Marc Andre Chen marcchen2

Hello! I'm Marc Chen.

I'm currently a Machine Learning Engineer at Columbia University's Emerging Tech group. We develop ML workflows for researchers, and serve as a general ML resource to the Columbia community at large.
Since graduating from my MMath program, I've also been a visiting ML researcher at the University of Waterloo, where I support the computational finance research of Profs. Yuying Li and Peter Forsyth.
I recently graduated from uWaterloo with a Master of Mathematics in Data Science, and completed my thesis, which develops a robust RNN model to solve for optimal strategies in portfolio and risk management. I wrote a short article that summarizes this research. I am unable to share the code of the entire RNN framework, but a piece of it is highlighted below.
My co-authored ML finance research has been submitted to the Journal of Computational Finance, and is available as a pre-print.

### THE DATA
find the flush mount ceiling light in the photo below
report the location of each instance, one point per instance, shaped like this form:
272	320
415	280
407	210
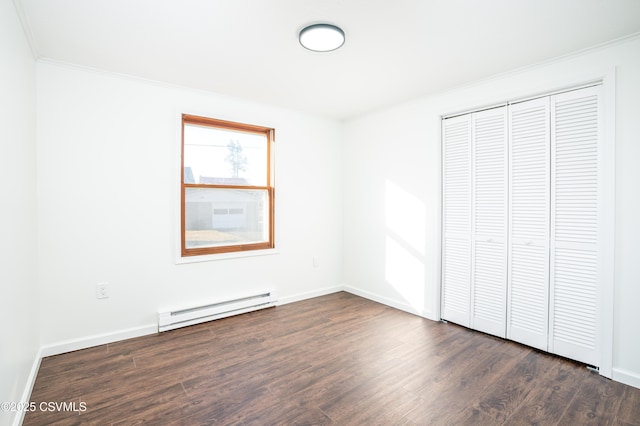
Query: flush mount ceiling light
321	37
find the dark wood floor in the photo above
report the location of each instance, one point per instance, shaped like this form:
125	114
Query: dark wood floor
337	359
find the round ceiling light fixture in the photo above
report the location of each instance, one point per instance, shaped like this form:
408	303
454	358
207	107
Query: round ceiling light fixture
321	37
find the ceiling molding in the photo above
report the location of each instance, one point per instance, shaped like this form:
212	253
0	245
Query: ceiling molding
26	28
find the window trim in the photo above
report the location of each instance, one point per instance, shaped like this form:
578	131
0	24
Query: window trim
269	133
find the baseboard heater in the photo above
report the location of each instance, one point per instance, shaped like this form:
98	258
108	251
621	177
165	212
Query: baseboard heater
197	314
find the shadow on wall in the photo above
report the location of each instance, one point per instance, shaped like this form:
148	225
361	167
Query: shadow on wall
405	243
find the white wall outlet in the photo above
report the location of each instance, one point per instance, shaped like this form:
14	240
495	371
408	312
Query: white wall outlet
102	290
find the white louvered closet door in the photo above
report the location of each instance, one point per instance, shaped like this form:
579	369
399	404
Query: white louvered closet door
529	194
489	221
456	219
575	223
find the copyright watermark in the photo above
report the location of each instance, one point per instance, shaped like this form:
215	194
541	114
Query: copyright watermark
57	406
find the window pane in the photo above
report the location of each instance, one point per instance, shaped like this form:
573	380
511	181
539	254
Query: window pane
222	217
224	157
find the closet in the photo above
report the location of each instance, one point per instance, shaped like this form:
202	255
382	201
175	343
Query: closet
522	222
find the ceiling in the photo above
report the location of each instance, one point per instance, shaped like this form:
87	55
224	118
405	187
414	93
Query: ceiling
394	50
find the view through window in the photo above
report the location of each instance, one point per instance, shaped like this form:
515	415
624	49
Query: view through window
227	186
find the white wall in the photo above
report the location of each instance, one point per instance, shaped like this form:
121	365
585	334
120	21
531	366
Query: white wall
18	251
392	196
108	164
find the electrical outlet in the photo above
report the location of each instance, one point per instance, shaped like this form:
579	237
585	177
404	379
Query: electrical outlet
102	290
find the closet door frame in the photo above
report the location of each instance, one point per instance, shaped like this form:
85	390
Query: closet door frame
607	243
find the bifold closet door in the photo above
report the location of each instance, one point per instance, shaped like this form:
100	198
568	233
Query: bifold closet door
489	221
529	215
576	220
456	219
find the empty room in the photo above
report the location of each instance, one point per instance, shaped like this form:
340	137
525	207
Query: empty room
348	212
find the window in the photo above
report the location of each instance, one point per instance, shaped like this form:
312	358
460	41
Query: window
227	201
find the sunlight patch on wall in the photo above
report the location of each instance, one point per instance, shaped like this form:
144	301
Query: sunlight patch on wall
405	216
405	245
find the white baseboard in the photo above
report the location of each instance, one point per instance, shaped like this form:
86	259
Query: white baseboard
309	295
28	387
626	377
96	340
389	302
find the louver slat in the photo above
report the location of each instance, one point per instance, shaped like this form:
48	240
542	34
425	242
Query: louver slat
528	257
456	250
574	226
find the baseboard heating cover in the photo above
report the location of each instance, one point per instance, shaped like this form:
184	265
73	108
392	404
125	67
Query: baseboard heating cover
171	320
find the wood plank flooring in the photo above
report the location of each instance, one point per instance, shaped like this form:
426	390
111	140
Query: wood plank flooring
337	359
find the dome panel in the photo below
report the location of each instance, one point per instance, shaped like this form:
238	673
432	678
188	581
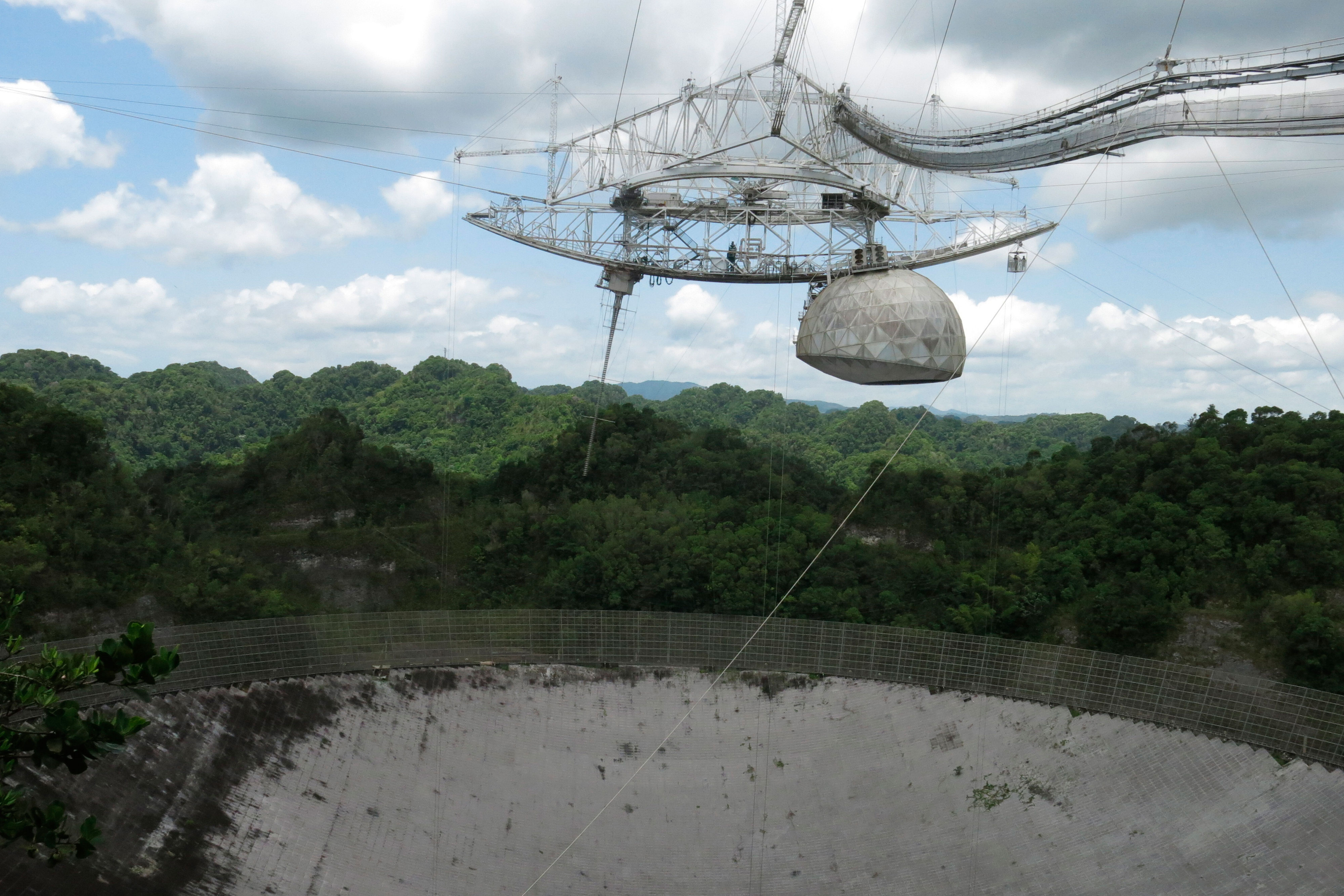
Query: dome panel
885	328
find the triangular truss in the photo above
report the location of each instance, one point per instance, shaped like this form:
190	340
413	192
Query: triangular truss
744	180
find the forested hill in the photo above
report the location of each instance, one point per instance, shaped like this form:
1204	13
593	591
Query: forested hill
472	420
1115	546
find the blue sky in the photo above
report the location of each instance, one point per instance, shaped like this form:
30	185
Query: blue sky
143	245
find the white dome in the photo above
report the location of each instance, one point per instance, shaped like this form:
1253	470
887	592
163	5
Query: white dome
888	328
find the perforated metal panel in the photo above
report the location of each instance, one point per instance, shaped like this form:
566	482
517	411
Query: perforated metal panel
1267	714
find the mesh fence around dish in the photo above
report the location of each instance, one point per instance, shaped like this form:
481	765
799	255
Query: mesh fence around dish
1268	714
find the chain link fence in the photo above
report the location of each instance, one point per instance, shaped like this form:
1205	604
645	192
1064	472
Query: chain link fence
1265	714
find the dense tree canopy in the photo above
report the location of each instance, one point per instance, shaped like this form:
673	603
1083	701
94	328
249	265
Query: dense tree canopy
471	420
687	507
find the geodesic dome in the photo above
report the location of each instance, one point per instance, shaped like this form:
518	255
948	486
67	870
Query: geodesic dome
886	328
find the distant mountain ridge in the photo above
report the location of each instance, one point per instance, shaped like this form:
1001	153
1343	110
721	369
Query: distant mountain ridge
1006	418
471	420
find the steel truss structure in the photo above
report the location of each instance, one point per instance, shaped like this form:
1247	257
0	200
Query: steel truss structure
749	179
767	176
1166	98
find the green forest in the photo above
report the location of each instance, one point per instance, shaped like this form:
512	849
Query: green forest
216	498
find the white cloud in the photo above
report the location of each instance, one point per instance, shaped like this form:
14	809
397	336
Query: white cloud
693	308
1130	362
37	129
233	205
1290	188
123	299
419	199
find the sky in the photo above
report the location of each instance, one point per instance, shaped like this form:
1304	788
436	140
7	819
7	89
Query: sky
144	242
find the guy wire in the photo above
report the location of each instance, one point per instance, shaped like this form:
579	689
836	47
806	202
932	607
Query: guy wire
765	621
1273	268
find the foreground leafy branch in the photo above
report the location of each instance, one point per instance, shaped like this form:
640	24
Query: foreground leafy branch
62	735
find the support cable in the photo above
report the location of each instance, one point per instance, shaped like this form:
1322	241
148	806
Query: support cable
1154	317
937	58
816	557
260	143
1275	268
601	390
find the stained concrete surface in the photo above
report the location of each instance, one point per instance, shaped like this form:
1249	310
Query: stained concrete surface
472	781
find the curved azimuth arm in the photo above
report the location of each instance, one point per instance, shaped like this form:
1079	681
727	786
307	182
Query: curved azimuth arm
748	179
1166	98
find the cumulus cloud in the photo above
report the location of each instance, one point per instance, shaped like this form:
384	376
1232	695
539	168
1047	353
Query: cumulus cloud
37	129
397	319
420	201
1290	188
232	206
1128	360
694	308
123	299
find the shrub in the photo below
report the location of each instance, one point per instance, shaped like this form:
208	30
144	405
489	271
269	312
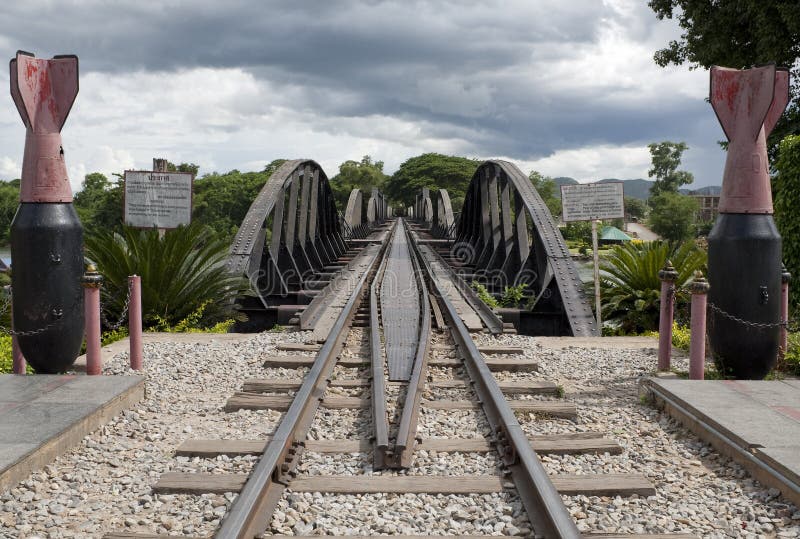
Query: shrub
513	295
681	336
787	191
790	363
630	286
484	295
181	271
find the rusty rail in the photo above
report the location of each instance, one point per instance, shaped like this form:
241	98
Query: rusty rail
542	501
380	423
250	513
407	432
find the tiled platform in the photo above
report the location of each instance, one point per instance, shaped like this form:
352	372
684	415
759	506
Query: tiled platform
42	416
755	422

### OBJECTIVES
**A)** According to the bio, which journal received Marc Chen's co-authored ML finance research?
**B)** Please count the lines in the rows that contain the word "bifold", and give only that number.

### IN RESPONSE
**A)** The Journal of Computational Finance.

**B)** 2